• Obiettivo del compito: Riscrivi tutte le voci qui sotto sotto forma di elenco numerato, senza le righe vuote.

======== Sezione dati

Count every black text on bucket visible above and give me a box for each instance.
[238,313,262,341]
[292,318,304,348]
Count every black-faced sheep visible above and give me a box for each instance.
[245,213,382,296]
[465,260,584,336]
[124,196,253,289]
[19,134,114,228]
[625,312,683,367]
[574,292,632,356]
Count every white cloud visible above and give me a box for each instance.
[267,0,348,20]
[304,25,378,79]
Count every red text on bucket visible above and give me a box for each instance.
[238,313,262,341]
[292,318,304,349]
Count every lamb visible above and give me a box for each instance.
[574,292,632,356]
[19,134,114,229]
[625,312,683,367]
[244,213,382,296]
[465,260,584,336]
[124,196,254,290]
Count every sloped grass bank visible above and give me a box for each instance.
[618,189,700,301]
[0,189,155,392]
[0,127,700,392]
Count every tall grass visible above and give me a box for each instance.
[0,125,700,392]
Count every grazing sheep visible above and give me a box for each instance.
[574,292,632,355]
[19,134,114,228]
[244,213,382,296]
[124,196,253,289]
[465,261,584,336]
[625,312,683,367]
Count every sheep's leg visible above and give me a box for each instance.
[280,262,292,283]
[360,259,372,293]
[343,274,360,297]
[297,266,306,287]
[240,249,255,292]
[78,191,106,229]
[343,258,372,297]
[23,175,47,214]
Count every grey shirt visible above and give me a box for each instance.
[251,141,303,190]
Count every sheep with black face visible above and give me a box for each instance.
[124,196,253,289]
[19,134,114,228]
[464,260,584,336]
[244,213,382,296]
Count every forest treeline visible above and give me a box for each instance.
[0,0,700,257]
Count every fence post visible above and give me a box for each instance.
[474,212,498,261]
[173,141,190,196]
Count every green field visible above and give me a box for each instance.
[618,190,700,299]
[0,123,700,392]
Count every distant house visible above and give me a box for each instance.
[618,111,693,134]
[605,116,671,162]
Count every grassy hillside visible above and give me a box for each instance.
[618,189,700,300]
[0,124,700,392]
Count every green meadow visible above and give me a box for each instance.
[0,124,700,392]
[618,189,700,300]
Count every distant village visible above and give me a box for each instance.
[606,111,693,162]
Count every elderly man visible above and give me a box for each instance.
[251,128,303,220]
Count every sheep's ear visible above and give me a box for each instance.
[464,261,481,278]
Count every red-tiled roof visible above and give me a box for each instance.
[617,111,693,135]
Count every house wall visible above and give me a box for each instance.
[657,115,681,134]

================

• Soluzione esercizio:
1. Count every black text on bucket visible above and give me a box for each instance.
2. [238,313,262,341]
3. [292,318,304,348]
4. Count every black-faced sheep visible above and give me a box for each instance.
5. [245,213,382,296]
6. [465,260,584,336]
7. [124,196,253,289]
8. [19,134,114,228]
9. [625,312,683,367]
10. [574,292,632,356]
11. Count every white cloud visible above and give me a box for each instance.
12. [267,0,348,20]
13. [304,25,378,79]
14. Count every red text on bucket visible above and give me a box for each instance.
15. [238,313,262,341]
16. [292,318,304,349]
17. Count every lamb visible above and give me a box for each instance.
18. [574,292,632,356]
19. [19,134,114,229]
20. [625,312,683,367]
21. [244,213,382,296]
22. [465,260,584,336]
23. [124,196,254,290]
24. Count every sloped grass bank visible above and give me a box for each instance.
25. [618,189,700,301]
26. [0,189,155,392]
27. [0,127,700,392]
28. Count every tall grass visible above and give me a box for each instance.
29. [0,125,700,392]
30. Count every grazing sheep visible above and give me a box for each instance.
31. [574,292,632,355]
32. [19,134,114,228]
33. [244,213,382,296]
34. [124,196,253,289]
35. [465,261,584,336]
36. [625,312,683,367]
37. Count every sheep's leg visible above and give me a box for each instance.
38. [280,262,292,283]
39. [360,259,372,293]
40. [343,274,360,297]
41. [297,266,306,287]
42. [240,249,255,292]
43. [78,191,106,229]
44. [343,258,372,297]
45. [23,175,47,214]
46. Count every grey shirt visible above and give me a box for each instance.
47. [251,141,303,190]
48. Count every sheep with black face visible above and give me a box for each instance.
49. [124,196,253,289]
50. [19,134,114,228]
51. [464,260,584,336]
52. [244,213,382,296]
53. Count every forest treeline visible above and give me a box for each instance.
54. [0,0,700,257]
55. Count every fence post visible above and give me a box for each instance.
56. [474,212,498,261]
57. [173,141,190,196]
58. Count every green field visible above and give me a box for each instance.
59. [618,190,700,299]
60. [0,123,700,392]
61. Count every distant house visible above and give me a box for each instance.
62. [618,111,693,134]
63. [605,116,671,162]
64. Count every grassy hillside visible above and give me a box for each instance.
65. [618,189,700,300]
66. [0,124,700,392]
67. Count every green meadow visible above and give me a box for each instance.
68. [0,124,700,392]
69. [618,189,700,300]
70. Count every distant village visible above and give me a box for each instance.
71. [606,111,693,162]
72. Count every elderly man visible above and give me a box for each instance.
73. [251,128,303,220]
74. Count every sheep's ear visible above and give me a box for each instance.
75. [464,261,481,278]
76. Count every red-tiled roof visible above and give me a box for each instance.
77. [617,111,693,135]
78. Count every house wall visible above and give me a box for each instance.
79. [657,115,681,134]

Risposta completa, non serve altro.